*How to complete this task*:
Nothing in the data below may be left out; return all of it exactly.

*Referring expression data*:
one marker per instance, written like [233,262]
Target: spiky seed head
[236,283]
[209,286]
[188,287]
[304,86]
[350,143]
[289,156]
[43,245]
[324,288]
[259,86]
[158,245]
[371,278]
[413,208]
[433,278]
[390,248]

*Solution to this problem*:
one marker per instance, written like [233,262]
Target: spiky seed head
[236,283]
[209,286]
[188,287]
[304,86]
[350,143]
[289,156]
[43,245]
[324,288]
[259,86]
[158,245]
[371,278]
[413,208]
[433,278]
[390,248]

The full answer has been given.